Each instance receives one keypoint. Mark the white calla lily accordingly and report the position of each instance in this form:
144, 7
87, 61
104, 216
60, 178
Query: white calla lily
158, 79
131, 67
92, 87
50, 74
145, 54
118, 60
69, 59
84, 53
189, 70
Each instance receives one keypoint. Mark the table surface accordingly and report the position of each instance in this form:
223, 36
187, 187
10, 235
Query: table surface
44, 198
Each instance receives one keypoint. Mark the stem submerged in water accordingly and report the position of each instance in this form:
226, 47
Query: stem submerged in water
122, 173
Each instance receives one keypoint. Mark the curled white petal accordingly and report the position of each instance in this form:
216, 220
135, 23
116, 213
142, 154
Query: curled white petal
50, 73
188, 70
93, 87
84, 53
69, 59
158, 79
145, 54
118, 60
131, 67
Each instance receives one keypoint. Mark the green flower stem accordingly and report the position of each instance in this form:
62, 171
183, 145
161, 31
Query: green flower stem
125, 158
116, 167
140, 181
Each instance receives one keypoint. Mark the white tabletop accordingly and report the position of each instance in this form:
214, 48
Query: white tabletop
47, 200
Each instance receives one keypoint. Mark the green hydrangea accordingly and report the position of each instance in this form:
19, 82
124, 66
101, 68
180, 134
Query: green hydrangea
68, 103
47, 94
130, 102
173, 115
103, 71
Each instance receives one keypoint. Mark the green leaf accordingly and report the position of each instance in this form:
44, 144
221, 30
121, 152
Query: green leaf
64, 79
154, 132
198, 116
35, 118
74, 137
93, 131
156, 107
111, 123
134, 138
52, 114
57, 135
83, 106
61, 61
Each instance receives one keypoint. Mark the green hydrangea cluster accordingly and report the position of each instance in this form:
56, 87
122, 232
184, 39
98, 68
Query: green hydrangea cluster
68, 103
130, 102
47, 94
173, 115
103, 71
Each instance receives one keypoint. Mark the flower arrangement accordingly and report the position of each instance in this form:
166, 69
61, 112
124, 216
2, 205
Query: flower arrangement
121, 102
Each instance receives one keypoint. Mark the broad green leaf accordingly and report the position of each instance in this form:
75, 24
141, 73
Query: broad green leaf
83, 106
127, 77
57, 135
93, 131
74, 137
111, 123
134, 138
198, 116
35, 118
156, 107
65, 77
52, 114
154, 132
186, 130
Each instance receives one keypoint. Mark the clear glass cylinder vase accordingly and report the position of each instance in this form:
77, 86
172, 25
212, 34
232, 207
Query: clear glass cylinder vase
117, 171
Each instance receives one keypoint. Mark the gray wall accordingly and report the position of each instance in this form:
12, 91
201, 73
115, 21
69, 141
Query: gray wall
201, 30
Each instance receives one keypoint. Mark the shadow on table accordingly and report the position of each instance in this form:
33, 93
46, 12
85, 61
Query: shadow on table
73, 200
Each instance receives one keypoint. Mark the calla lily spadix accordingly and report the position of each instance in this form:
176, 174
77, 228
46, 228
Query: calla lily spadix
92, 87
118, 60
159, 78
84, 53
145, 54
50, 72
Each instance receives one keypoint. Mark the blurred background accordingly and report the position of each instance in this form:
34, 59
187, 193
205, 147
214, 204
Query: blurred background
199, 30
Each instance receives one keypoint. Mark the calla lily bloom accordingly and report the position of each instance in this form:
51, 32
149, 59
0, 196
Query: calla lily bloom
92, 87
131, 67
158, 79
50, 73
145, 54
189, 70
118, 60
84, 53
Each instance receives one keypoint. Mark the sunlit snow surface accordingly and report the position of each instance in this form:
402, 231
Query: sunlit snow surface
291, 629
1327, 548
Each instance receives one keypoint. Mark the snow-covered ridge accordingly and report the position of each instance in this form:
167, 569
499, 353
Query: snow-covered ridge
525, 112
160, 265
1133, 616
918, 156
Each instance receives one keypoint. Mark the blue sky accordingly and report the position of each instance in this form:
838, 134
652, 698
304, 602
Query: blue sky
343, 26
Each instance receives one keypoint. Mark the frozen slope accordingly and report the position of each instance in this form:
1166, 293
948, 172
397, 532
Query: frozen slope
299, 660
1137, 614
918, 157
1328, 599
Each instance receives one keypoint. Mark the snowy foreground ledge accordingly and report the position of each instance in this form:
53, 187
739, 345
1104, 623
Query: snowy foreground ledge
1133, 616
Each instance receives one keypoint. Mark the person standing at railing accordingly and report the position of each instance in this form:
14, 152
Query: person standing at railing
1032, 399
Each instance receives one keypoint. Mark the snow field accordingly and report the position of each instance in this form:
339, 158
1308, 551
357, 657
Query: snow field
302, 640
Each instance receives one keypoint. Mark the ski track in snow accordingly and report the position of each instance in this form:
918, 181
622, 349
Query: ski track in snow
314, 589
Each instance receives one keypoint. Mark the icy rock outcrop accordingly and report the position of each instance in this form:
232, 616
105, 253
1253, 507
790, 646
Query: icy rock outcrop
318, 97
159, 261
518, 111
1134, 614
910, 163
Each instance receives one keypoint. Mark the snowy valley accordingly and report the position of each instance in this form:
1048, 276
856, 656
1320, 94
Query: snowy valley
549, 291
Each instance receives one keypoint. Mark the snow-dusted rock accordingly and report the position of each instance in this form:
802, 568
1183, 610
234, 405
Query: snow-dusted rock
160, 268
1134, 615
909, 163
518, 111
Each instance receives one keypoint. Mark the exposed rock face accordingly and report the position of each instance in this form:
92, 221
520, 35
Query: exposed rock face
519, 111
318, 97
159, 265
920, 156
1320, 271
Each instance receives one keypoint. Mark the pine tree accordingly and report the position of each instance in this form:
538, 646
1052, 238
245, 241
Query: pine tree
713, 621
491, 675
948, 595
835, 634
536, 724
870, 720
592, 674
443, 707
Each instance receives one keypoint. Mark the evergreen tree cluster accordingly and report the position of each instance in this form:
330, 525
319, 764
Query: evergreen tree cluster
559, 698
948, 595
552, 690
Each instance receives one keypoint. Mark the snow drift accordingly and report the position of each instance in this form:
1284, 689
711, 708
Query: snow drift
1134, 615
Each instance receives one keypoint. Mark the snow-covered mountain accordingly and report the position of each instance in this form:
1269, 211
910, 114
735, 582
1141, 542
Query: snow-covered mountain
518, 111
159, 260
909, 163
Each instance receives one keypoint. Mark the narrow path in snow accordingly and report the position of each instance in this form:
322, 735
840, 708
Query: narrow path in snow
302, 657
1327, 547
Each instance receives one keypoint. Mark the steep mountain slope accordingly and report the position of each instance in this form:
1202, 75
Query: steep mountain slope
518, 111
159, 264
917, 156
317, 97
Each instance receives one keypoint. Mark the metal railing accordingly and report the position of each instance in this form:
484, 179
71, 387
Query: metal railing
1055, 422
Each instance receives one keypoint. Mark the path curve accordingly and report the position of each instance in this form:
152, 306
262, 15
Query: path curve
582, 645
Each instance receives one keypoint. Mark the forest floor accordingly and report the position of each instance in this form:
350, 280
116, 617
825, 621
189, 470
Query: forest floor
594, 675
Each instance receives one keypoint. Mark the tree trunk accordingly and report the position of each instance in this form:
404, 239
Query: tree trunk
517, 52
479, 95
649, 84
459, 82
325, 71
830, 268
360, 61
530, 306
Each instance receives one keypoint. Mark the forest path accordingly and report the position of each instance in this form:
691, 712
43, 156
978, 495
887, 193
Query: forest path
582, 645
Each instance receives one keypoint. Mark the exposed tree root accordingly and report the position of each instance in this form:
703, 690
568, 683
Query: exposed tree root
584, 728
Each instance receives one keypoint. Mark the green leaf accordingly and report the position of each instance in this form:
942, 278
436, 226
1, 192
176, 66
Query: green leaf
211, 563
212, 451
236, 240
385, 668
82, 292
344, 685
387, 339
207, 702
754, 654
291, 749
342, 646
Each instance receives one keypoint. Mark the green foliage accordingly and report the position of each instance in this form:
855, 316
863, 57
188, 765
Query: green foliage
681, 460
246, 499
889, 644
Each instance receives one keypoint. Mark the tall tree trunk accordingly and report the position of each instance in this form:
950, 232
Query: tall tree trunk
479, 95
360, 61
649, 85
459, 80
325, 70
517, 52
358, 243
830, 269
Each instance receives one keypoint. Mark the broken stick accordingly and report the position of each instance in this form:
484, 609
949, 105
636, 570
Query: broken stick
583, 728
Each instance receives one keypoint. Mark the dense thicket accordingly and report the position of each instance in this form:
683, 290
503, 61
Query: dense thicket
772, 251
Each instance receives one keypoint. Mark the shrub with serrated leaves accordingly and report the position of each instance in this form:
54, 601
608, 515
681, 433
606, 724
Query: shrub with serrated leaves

▸ Your goal
Say how many of the lines above include the word "with", giving the figure alone.

▸ Answer to the problem
2